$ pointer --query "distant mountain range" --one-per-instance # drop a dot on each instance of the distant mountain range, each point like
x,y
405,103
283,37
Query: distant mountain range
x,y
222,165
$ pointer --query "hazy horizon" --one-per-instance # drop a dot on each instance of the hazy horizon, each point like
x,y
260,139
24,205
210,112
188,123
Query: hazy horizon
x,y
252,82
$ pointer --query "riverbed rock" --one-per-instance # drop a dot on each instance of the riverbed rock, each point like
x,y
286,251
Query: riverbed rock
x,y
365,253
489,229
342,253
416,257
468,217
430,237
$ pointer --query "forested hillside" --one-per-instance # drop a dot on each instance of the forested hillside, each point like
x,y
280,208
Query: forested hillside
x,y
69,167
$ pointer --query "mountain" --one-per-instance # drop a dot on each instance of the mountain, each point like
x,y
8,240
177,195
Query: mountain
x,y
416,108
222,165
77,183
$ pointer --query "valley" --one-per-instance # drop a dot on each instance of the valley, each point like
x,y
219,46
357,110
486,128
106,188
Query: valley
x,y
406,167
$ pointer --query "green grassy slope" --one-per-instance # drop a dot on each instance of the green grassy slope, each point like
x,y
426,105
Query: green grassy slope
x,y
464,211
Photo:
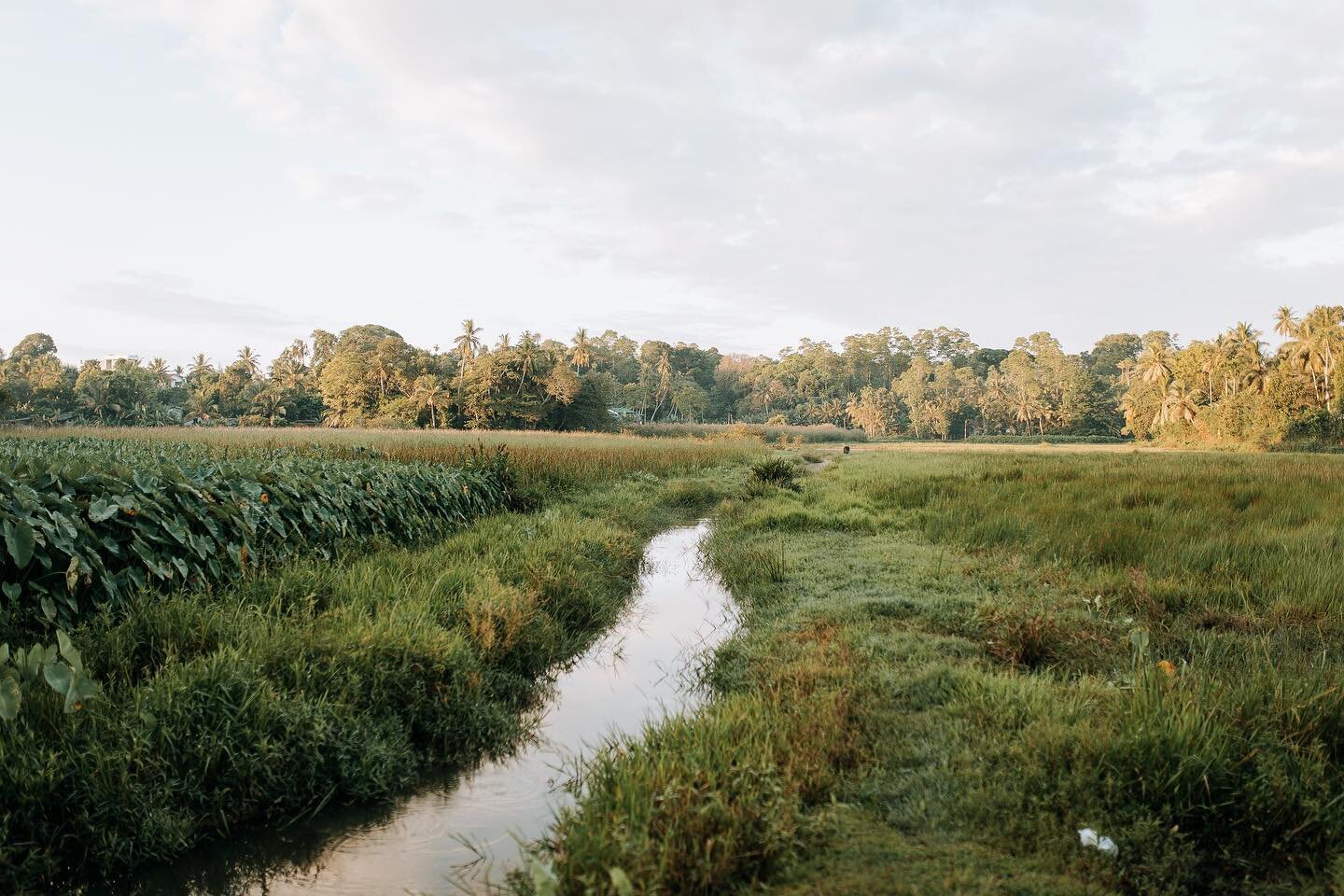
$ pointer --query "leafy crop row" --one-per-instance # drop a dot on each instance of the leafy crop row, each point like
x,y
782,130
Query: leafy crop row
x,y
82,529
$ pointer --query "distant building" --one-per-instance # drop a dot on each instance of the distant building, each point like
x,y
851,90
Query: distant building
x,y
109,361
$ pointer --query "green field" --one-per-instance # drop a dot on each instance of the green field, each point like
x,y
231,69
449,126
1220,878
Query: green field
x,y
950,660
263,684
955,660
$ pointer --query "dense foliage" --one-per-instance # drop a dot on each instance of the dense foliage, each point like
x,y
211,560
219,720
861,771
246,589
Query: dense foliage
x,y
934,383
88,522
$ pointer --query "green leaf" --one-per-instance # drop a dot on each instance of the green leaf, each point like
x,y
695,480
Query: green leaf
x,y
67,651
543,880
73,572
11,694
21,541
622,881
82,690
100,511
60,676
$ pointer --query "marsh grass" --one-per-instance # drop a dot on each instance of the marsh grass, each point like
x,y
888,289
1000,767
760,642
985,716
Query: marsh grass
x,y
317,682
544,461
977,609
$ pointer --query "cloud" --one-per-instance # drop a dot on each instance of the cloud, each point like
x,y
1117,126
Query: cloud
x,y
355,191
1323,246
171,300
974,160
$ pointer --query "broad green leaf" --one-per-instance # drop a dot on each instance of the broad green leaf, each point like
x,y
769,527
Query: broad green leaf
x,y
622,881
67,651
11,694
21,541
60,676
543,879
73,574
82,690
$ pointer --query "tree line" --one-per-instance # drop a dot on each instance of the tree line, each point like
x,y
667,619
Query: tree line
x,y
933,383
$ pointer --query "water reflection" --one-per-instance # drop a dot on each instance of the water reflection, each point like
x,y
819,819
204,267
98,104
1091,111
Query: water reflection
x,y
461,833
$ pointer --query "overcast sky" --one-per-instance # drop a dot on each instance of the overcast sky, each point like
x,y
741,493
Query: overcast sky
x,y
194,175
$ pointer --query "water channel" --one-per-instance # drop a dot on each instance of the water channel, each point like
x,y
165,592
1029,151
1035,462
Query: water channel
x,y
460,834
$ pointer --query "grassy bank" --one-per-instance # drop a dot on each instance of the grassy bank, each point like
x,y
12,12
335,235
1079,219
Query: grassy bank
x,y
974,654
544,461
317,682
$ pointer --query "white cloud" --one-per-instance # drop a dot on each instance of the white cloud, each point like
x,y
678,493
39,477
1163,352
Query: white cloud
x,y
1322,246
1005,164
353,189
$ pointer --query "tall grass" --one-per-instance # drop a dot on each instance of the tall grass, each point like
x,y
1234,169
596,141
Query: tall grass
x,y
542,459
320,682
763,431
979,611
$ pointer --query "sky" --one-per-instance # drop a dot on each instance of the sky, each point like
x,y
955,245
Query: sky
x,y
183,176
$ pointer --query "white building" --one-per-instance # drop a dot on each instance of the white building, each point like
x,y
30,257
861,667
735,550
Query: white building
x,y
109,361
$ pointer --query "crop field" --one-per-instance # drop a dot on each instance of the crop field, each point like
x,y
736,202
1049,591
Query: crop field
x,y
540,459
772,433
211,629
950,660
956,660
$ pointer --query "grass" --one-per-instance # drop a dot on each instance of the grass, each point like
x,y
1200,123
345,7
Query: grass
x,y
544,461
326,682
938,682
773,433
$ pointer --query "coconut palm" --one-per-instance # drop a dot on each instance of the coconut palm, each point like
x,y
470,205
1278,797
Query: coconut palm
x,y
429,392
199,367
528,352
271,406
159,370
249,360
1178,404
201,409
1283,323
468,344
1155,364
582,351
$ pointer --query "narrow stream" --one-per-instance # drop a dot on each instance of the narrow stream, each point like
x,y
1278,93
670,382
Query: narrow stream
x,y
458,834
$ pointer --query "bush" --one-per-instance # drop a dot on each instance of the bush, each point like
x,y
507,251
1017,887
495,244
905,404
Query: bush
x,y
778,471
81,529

ACTIVITY> Transcribe the full listing above exactly, with the images removed.

SOLUTION FOR THIS TASK>
$ pointer --query "distant mountain range" --one-per-instance # drop a dot on each instance of the distant mountain range, each point like
x,y
405,103
283,37
Query: distant mountain range
x,y
222,165
$ pointer --query "hazy horizon" --one-per-instance # drop a dot on each instance of the hazy horizon, each point like
x,y
260,139
24,205
210,112
188,123
Query: hazy horizon
x,y
252,82
$ pointer --query "riverbed rock" --one-per-instance # drop a dot on each instance of the riverbed rock, each point like
x,y
286,251
Query: riverbed rock
x,y
365,253
489,229
342,253
416,257
468,217
430,237
$ pointer --query "forested hillside" --one-per-instance # drop a dot on each instance of the forested hillside, each point like
x,y
280,208
Query: forested hillside
x,y
69,167
$ pointer --query "mountain" --one-per-instance # drop a dot on each instance of the mountain, each point like
x,y
8,240
177,195
Query: mountain
x,y
416,108
222,165
77,183
$ pointer --query "valley" --one-per-instance # drop a dot on each instance of the valley, each point like
x,y
219,46
357,110
486,128
106,188
Query: valley
x,y
406,167
$ pointer --query "green grassy slope" --one-per-instance # drop a dot on each instance of the green grassy slope, each point like
x,y
426,105
Query: green grassy slope
x,y
464,211
Photo:
$ pointer --query "leafy crop row" --one-per-instance # drop a dot on each instance of the leafy crop row, each point like
x,y
782,130
Query: leafy crop row
x,y
82,529
$ pointer --query "distant building" --one-per-instance # drop a dot on each instance of the distant building, each point like
x,y
851,90
Query: distant building
x,y
109,361
$ pointer --query "green field" --one-per-instance # drop a dot on each instance of the green field, each point like
x,y
231,69
449,126
1220,878
Query: green field
x,y
950,660
263,684
955,660
$ pointer --query "dense foliage" --one-per-instance # drop a dot on each instance of the dense foliage, each point like
x,y
211,560
219,720
861,771
246,589
Query: dense foliage
x,y
934,383
88,522
$ pointer --query "green leaf" --one-per-instance # drop a dot on each instance of the green leaf, each point like
x,y
695,480
Query: green leaf
x,y
67,651
543,880
73,572
11,694
21,541
622,881
82,690
100,511
60,676
$ pointer --query "marsh grass" --one-per-instance # drop a dot on each instance of the marsh grass, each point like
x,y
888,289
1000,767
760,642
985,716
Query: marsh grass
x,y
317,682
544,461
977,609
$ pointer --query "cloud" --one-per-instance # drop a dot on each instance of the cloud, each point like
x,y
1117,126
Query: cloud
x,y
355,191
1323,246
171,300
974,160
$ pointer --query "broad green leaf" --one-per-instance # drop a dot on each instance of the broad green leaf, each point like
x,y
769,527
Query: broad green leaf
x,y
622,881
67,651
11,694
21,541
60,676
543,879
73,574
82,690
$ pointer --query "tree line" --one-per-instance # drop a dot on each instance of the tree line, each point like
x,y
667,619
Query: tree line
x,y
933,383
$ pointer --query "water reflection" --one-per-instance # drop a dot on each instance of the water reflection, each point like
x,y
819,819
204,267
98,104
1091,111
Query: water reflection
x,y
461,833
$ pointer --query "overcast sky" --one-per-instance # drop a dot on each instance of the overcast sky, each point like
x,y
741,493
Query: overcast sky
x,y
194,175
$ pointer --query "water channel" --one-per-instance # drop a dot on each instance of the water channel, each point like
x,y
165,592
1029,151
1035,462
Query: water channel
x,y
460,834
$ pointer --query "grassy bank" --one-per-instance # drop a dot on each instance of the grassy bank, each point like
x,y
12,12
335,235
1079,219
Query: grassy bank
x,y
974,654
544,461
317,682
$ pointer --query "white cloud" --one-per-instance # drop a dot on each instance of the white cloud, each point like
x,y
678,493
39,477
1163,352
Query: white cloud
x,y
1322,246
1005,164
353,189
$ pointer --query "tall grass" --one-per-instance # drop a dot on each instance of the tall grass, each point like
x,y
1234,169
596,141
Query: tall grass
x,y
542,459
320,682
763,431
979,611
$ pointer --query "sky" --one-per-instance # drop a dot on each instance of the sky, each point like
x,y
955,245
Query: sky
x,y
183,176
$ pointer --query "white building" --one-per-instance # drop a dot on each instance of the white building, each point like
x,y
30,257
861,667
735,550
Query: white building
x,y
109,361
$ pointer --query "crop field" --one-per-instance # drop a dot on each instance of the crop field, each point like
x,y
736,202
1049,591
Query: crop field
x,y
540,459
772,433
211,629
950,660
956,660
$ pointer --query "grass" --one-per-instance # drop a dot on each instance of the grass, each point like
x,y
1200,123
345,7
Query: grass
x,y
544,461
326,682
938,682
773,433
$ pointer --query "coconut palm" --one-per-instance # drop a dot on each instance of the coconut palm, each point like
x,y
470,205
1278,797
Query: coconut palm
x,y
429,392
199,367
528,352
271,406
159,370
249,360
1178,404
201,409
1283,323
468,344
1155,364
582,351
$ pointer --query "narrow stream" --one-per-instance # drop a dot on each instance of the narrow stream, each point like
x,y
1278,93
670,382
Query: narrow stream
x,y
458,834
$ pointer --query "bush" --one-per-instance # drop a dot on each instance of the bush, each point like
x,y
507,251
1017,887
495,244
905,404
Query: bush
x,y
778,471
81,529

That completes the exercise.